» PASSAGE SHOWN
_ _ _ _ _ _ _
It's funny how one day you can be the happiest you've ever been and the next, you are questioning where your life is headed. It is so hard losing something you had for so long. Especially something you thought you'd have forever. And to have it taken away so quickly like it didn't even matter is even worse. You'd think that a few months would be enough time to get over something, but you find yourself still thinking about it constantly, and having your moments. It's tiring. It's funny how you can think your life is going to turn out a certain way. You can be 99.9% sure, but then God decides, "Nope. I'm going to take you in this direction." and then you feel completely lost. Like your life has no direction, and you don't know which way is up. I know God has a plan. That's not the problem. I know that all I need to do is trust in Him, and know that He is leading me in the direction I need to go. I'd just like to feel SOME sort of direction.
I graduate in December. I have 9 hours left of school. and my mom makes a great point. I'm not excited about graduating. And I should be. I'm about to graduate from college. from the University of Texas, and instead of being excited, I'm almost dreading it. Why? Because I have NO idea what I'm going to do when that day comes. I feel like I have to figure it out soon, or else...well I don't know. And I know that most people will say, "Alex, you have time. No one knows exactly what they are going to do." But what people don't understand is I can't do ANYTHING with my degree. I have to go to grad school. But I don't want to. I don't want to go to school for another 2 years. At least right now. I don't know, I know it will all come together eventually, but it'd be nice to know at least a little something.
_ _ _ _ _ _ _
» TASK SET
- 1) In the blog post, how many hours of school does the writer have left before graduating?
- 2) Report every line of the listing that contains the string "trailer".

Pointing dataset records
_ _ _ _ _ _ _
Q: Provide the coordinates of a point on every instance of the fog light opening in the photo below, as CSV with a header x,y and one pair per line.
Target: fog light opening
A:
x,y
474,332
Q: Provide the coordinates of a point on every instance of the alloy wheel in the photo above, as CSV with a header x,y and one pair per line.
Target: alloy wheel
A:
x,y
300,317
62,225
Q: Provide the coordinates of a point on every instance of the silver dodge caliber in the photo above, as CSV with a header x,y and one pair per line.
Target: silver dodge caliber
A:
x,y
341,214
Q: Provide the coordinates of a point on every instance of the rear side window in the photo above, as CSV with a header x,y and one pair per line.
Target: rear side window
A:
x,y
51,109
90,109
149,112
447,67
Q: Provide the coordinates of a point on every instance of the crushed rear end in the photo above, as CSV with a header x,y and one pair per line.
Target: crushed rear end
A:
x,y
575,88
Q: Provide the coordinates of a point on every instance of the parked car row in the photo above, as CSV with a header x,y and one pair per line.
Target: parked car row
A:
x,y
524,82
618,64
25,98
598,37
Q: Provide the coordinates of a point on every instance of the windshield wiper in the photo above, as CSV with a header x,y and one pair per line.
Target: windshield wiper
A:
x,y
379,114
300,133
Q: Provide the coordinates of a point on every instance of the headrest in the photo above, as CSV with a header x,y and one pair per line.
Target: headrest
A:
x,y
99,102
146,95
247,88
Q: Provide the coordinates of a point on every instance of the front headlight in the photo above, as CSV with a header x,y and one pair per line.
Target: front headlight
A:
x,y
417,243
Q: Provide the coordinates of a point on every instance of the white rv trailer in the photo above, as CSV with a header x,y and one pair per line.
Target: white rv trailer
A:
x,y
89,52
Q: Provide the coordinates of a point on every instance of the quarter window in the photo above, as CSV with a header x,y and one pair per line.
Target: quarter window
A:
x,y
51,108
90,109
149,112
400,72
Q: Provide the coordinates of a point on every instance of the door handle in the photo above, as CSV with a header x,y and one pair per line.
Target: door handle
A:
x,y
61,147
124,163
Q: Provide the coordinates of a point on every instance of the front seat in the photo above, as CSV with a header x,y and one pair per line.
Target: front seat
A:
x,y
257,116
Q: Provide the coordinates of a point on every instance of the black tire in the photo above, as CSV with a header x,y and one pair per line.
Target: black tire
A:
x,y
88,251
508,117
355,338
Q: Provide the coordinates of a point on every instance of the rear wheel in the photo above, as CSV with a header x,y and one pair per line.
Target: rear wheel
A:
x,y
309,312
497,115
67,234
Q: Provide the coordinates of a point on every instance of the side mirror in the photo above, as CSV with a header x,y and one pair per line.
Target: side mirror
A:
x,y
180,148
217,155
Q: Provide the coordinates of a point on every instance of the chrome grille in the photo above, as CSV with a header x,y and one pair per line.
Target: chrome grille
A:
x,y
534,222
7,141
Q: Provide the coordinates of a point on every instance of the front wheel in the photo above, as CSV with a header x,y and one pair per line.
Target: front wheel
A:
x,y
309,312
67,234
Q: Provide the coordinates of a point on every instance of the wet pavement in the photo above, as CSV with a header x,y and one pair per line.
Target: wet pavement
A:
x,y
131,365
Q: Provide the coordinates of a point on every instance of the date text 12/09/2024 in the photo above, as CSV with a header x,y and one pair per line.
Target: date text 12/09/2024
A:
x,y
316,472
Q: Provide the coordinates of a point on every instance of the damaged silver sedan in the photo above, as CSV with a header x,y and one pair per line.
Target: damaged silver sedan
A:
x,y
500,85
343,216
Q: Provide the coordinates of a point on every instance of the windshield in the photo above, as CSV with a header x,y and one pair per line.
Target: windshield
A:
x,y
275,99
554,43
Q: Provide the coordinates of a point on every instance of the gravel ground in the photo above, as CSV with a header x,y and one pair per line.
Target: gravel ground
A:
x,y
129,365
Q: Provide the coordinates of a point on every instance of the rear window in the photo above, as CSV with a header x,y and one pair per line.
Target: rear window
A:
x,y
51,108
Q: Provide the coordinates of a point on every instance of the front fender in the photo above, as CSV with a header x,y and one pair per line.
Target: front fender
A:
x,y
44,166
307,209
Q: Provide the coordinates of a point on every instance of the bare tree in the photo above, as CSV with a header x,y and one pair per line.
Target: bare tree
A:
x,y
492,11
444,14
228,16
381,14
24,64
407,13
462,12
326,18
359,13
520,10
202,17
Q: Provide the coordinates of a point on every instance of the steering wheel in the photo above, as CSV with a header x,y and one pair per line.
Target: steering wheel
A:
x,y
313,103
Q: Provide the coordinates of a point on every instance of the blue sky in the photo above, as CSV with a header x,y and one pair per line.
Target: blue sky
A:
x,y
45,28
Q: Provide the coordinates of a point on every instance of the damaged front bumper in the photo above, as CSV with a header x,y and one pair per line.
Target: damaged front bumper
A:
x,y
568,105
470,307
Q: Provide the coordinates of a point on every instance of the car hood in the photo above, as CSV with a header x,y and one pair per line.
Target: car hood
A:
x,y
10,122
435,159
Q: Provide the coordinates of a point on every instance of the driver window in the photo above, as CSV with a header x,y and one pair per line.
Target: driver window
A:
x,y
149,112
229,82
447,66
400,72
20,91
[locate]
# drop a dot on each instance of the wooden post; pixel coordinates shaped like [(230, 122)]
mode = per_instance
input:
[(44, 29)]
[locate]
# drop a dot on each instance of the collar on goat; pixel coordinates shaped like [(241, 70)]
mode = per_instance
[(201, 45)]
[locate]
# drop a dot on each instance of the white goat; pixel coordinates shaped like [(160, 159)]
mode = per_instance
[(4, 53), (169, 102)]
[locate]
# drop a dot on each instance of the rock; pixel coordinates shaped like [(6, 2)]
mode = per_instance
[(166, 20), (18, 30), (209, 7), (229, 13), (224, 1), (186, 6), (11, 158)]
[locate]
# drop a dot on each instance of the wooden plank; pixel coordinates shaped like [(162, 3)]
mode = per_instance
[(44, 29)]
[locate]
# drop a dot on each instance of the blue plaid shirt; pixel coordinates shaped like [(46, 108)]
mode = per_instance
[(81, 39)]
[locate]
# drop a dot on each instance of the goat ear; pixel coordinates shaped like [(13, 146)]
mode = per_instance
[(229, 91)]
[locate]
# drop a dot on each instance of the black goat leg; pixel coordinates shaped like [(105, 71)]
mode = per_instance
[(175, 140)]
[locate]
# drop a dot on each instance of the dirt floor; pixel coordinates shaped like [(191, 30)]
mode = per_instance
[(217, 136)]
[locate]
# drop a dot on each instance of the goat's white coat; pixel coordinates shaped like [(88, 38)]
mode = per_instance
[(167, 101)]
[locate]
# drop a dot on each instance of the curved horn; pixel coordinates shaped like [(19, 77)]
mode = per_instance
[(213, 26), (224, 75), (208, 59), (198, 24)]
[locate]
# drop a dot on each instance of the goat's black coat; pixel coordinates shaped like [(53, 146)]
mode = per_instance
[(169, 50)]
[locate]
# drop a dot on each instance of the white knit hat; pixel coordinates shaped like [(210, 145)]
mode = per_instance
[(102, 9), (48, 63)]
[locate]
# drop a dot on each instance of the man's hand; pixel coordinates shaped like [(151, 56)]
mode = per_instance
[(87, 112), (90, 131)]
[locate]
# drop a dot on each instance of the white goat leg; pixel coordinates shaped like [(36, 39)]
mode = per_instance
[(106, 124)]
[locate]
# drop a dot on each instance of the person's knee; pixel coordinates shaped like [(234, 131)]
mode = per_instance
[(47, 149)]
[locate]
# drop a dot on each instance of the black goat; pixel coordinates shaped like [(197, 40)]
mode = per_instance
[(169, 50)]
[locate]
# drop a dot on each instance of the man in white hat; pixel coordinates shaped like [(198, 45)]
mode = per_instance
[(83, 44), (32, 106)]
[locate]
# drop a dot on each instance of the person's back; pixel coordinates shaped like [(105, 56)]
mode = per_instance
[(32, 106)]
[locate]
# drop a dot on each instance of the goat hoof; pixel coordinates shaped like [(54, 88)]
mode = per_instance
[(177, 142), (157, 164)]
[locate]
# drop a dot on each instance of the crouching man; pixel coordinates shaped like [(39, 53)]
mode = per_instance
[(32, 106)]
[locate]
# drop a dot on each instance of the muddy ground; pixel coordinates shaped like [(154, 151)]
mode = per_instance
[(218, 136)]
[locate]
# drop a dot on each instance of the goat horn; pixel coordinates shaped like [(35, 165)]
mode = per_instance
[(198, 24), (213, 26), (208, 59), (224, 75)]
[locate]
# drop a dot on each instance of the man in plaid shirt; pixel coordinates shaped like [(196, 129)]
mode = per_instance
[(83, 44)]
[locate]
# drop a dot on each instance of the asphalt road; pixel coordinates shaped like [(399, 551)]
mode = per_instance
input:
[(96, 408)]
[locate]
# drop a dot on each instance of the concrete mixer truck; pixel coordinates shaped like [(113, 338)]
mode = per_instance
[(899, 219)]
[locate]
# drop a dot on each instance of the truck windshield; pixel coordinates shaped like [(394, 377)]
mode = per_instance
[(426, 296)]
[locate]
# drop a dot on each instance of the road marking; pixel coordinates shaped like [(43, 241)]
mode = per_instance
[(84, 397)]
_ _ _ _ _ _ _
» EXPECTED ANSWERS
- 1) 9 hours

- 2)
Q: Provide the coordinates of a point on every instance of the white rv trailer in the photo above, as CSV with a header x,y and one pair per line.
Target: white rv trailer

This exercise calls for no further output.